PASSAGE TO READ ->
━━━━

Initial Research
Initial Group Work
Once our group had been given the Stirling engine task it was our intention to gain a better understanding of the Stirling engine cycle. The first decision was to visit the library and withdraw some books covering the topics of hot air engines. One book which seemed the best for background information about the workings and manufacturing of a Stirling engine was “Stirling and Hot Air Engines” by Roy Darlington and Keith Strong.
Upon further research into Stirling engines it was initially our decision to try and develop a working low temperature difference Stirling engine over the next 13 weeks. To strengthen our understanding of the Stirling engine we decided to build a basic Stirling engine out of regular household objects. The reason for spending time on this task was to ensure that each team member understood the functionality of the Stirling engine and all of the components. The full lists of items needed to create the engine are as follows;
3x Coke cans
3x CD’s
1x Balloon
6x 5A Electrical terminal blocks
Fine steel wool
Steel wire
Fishing line
Plastic drink cap
The figure shows our attempt at the basic Stirling engine.

━━━━

EXERCISE TASK A ->
In the Stirling engine notes, condense the paragraph beginning "Once our group had been given" into a shorter version that keeps its main facts.

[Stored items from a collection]
━━━━

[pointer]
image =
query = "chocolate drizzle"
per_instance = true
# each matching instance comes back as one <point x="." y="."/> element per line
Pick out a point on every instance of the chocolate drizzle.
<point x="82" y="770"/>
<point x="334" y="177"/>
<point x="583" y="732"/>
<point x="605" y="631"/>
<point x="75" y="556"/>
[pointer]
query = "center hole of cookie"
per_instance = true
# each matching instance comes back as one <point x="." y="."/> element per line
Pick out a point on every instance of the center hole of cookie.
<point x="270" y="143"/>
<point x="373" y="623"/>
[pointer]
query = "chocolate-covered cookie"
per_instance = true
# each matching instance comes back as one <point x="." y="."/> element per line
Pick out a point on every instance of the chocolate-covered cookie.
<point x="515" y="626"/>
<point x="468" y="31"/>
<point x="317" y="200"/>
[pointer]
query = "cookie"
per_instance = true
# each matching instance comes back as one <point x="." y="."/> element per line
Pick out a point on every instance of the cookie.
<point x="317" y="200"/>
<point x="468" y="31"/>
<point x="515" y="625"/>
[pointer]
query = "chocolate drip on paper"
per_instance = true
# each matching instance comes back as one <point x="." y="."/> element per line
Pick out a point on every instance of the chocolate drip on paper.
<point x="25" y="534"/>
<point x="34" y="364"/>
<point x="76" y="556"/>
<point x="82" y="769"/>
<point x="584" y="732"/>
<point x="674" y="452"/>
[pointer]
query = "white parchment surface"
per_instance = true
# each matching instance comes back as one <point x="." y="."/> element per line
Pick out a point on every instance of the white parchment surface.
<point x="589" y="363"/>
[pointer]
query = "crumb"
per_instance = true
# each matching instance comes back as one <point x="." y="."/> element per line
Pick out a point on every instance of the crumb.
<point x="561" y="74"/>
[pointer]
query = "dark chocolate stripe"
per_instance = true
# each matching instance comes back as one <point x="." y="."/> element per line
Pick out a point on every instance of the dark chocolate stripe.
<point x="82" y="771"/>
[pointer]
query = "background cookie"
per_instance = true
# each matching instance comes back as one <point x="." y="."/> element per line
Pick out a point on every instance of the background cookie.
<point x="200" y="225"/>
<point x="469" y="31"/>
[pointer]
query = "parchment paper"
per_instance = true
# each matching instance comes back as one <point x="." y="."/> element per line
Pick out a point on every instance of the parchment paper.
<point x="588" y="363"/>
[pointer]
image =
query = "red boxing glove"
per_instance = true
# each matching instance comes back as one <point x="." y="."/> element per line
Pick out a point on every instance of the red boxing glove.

━━━━

EXERCISE TASK B ->
How many lines of the listing contain the string "Pick"? Treat uppercase and lowercase as different, and reply with the number alone.

FULL RESPONSE A ->
After receiving the Stirling engine task, the group set out to understand the Stirling engine cycle better. They first borrowed library books on hot air engines. The most useful for background on how a Stirling engine works and is made was "Stirling and Hot Air Engines" by Roy Darlington and Keith Strong.

FULL RESPONSE B ->
11